___ TASK INPUTS ___

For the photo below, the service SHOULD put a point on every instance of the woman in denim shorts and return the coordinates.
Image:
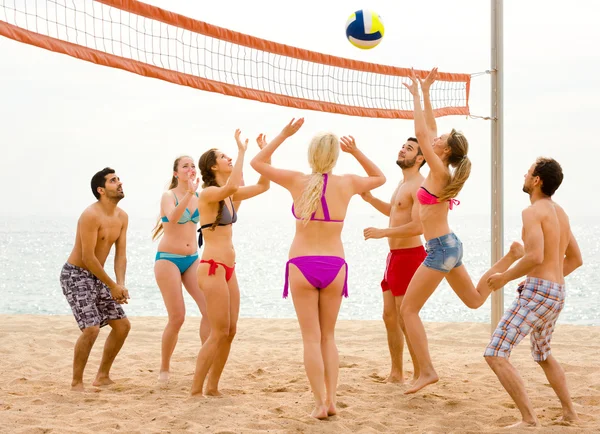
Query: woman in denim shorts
(444, 249)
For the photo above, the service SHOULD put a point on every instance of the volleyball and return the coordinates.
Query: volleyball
(364, 29)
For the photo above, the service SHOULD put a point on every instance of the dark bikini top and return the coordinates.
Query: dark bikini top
(323, 205)
(227, 218)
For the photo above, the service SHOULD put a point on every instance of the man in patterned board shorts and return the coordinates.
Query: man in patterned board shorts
(94, 297)
(551, 252)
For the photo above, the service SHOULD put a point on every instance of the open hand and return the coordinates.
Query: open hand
(413, 87)
(373, 233)
(496, 281)
(291, 128)
(348, 144)
(429, 80)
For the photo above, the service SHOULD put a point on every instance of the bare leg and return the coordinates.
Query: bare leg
(513, 384)
(190, 281)
(422, 285)
(306, 304)
(112, 346)
(416, 370)
(83, 346)
(216, 293)
(461, 282)
(212, 383)
(168, 279)
(395, 337)
(557, 379)
(330, 300)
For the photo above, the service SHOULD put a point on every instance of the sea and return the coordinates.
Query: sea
(32, 253)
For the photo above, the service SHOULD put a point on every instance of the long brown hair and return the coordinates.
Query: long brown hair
(461, 163)
(158, 228)
(205, 164)
(323, 153)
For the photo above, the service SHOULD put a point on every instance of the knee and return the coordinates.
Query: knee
(123, 326)
(390, 318)
(220, 334)
(177, 320)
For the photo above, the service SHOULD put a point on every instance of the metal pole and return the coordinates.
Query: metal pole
(497, 111)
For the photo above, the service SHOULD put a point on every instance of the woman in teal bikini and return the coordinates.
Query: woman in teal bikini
(177, 256)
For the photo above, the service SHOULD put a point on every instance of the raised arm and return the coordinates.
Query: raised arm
(383, 207)
(428, 109)
(573, 259)
(216, 194)
(375, 177)
(424, 135)
(120, 253)
(533, 241)
(262, 161)
(263, 184)
(88, 230)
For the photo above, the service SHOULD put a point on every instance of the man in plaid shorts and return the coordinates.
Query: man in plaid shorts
(94, 297)
(551, 252)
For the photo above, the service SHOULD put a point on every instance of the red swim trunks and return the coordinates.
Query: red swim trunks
(400, 267)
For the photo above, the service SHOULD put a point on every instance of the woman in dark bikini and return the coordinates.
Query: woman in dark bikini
(317, 270)
(220, 197)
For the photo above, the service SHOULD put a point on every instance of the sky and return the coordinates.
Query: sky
(63, 119)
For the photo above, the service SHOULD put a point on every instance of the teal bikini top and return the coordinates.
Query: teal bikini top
(186, 216)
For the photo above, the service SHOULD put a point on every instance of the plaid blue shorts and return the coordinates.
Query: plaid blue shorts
(534, 311)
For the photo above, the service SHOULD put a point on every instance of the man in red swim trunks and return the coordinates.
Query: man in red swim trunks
(406, 250)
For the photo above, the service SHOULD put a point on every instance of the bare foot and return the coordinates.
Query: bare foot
(320, 412)
(102, 381)
(517, 250)
(395, 378)
(570, 419)
(163, 377)
(524, 424)
(212, 392)
(422, 381)
(331, 410)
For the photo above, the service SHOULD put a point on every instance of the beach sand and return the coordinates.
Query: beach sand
(265, 385)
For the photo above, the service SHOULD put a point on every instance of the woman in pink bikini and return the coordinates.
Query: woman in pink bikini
(317, 270)
(444, 250)
(220, 197)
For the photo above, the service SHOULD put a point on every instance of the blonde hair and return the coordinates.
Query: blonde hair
(461, 163)
(158, 228)
(323, 153)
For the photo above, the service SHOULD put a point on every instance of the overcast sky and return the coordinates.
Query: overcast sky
(62, 119)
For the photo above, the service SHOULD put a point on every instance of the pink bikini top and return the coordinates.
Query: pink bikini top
(426, 198)
(323, 205)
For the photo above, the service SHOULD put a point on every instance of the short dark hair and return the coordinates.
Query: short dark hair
(99, 180)
(550, 173)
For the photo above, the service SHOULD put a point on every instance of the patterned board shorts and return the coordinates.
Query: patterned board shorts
(90, 299)
(535, 311)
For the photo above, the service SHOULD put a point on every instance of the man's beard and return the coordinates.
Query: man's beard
(406, 164)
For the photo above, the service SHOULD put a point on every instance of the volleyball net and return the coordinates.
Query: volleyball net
(154, 42)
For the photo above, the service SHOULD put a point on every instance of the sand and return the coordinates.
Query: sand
(265, 386)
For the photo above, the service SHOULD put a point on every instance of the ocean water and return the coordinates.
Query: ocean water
(32, 256)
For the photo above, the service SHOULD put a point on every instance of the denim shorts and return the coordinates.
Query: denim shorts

___

Both ends included, copy word for word the lines from the top of the entries above through the line with "leg and return the coordinates.". No pictures.

### TASK RESPONSE:
For the photo below, the service SHOULD put a point on every instance of the woman in denim shorts and return the coordinates.
Image:
Query: woman in denim shorts
(444, 249)
For the photo above, the service SHOULD put a point on every instance of the volleyball and return the coordinates.
Query: volleyball
(364, 29)
For the photo above, the service SHOULD put a point on every instance of the dark bikini top and return the coordinates.
Query: dark bikini top
(323, 205)
(227, 218)
For the photo above, the service SHOULD put a point on every instance of the man in patterned board shorts and return the coordinates.
Query: man in patterned board shorts
(94, 297)
(551, 252)
For the photo above, the service SHOULD put a point on every instance of the open hand and return the coordinates.
Query: open hand
(413, 87)
(373, 233)
(496, 281)
(291, 128)
(348, 144)
(429, 80)
For the photo above, the service SHOULD put a point on every instance of the bare leg and return the coordinates.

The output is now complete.